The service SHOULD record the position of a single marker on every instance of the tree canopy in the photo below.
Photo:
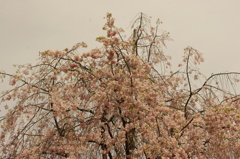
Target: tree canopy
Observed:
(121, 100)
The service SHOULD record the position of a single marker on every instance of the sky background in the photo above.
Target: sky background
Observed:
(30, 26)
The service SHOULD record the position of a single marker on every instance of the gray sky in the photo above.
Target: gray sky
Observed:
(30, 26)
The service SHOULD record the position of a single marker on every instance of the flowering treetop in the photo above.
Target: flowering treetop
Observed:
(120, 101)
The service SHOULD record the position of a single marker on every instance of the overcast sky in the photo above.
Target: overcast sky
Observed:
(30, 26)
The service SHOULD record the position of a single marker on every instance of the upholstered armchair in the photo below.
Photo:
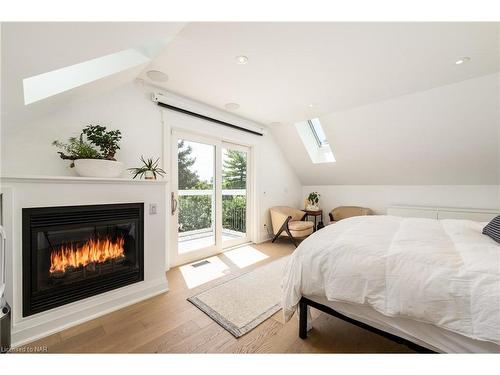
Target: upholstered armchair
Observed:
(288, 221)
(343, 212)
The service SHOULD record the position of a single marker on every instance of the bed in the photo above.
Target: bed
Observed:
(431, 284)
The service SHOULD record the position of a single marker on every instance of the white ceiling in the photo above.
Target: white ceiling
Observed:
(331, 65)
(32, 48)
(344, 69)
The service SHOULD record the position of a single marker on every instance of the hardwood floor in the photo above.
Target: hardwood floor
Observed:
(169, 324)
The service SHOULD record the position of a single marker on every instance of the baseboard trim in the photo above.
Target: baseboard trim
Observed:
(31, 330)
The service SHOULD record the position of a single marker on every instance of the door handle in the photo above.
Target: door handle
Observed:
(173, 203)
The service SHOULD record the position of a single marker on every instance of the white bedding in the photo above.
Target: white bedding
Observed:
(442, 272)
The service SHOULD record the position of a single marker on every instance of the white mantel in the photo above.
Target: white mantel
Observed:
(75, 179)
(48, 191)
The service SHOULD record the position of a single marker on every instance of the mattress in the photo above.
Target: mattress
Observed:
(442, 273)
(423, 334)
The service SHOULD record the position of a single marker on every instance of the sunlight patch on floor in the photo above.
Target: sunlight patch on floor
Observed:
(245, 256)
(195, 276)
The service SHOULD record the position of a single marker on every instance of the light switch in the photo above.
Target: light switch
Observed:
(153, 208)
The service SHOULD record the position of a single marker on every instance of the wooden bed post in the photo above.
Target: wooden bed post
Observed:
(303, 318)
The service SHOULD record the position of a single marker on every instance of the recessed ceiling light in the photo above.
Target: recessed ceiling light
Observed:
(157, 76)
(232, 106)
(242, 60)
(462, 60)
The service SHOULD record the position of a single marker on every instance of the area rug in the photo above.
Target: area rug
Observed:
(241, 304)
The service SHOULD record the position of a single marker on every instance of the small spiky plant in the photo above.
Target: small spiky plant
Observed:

---*---

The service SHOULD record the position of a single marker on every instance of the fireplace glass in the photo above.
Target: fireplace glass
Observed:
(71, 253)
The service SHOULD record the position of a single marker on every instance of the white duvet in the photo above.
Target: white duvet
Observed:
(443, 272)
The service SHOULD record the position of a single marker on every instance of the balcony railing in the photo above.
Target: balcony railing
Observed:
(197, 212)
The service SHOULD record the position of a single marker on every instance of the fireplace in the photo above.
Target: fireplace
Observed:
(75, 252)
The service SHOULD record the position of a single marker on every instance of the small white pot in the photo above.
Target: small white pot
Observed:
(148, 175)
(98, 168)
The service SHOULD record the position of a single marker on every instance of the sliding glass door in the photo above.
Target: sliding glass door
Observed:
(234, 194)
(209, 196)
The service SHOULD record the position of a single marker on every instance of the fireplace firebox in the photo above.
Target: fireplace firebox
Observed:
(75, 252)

---*---

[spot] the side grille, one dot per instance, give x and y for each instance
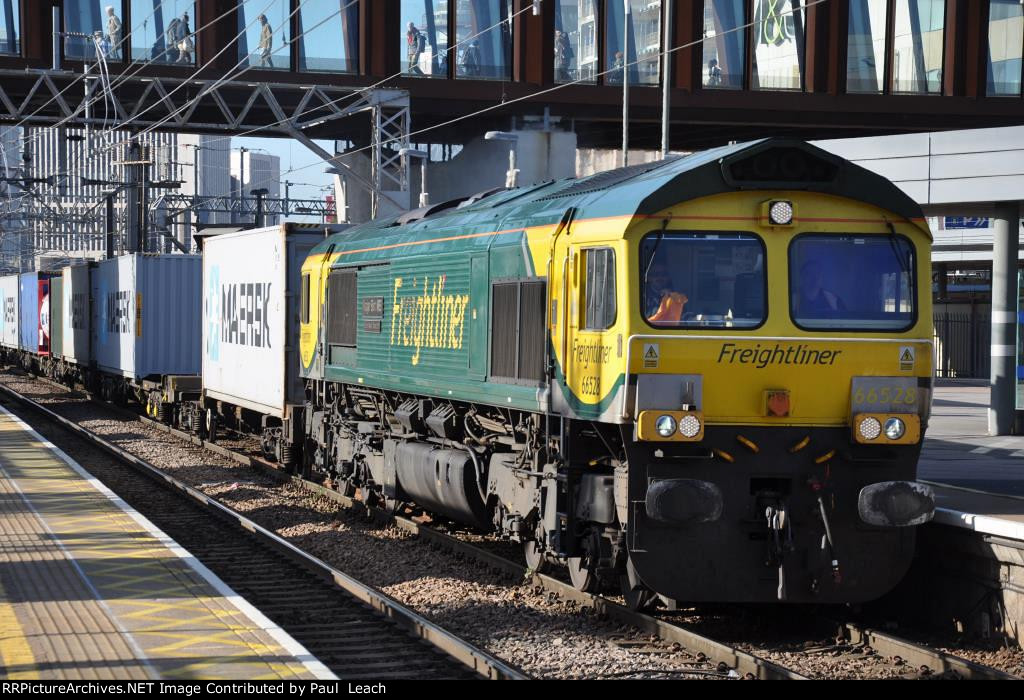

---*---

* What the task requires
What you return must match the lines above from the one with "canopy in the photo below." through the one with "Target: white ceiling" exactly, with both ends included and the pictures excluded.

* Finished task
The service SHOULD record the position of a single marker on every instance of the tree canopy in the photo below.
Photo:
Target: tree canopy
Observed:
(121, 100)
The service SHOULD record the position of a single marker on every instance of the sky background in the photo above.
Target: sky background
Observed:
(30, 26)
The service SHOULD record the position of a single marker on every instance of the gray sky in the photo above.
Target: gray sky
Observed:
(30, 26)
The service SHOULD record the position of a single marker on every instance of the flowering treetop in the photo above.
Target: flowering treetop
Observed:
(120, 101)
The service SHOULD record the position of a single marker on every instance of the overcast sky in the photo above.
Target: overcast sky
Observed:
(30, 26)
The service SHOULD record the position of a single marker on every instance of the upholstered armchair in the photo below.
Photo:
Target: upholstered armchair
Observed:
(288, 221)
(343, 212)
The service SHOULD record the position of a single marker on every instance of the bed in the photo above.
Target: bed
Observed:
(431, 284)
The service SHOULD record the position of a single marker on every instance of the white ceiling in the photo above.
Target: white ceiling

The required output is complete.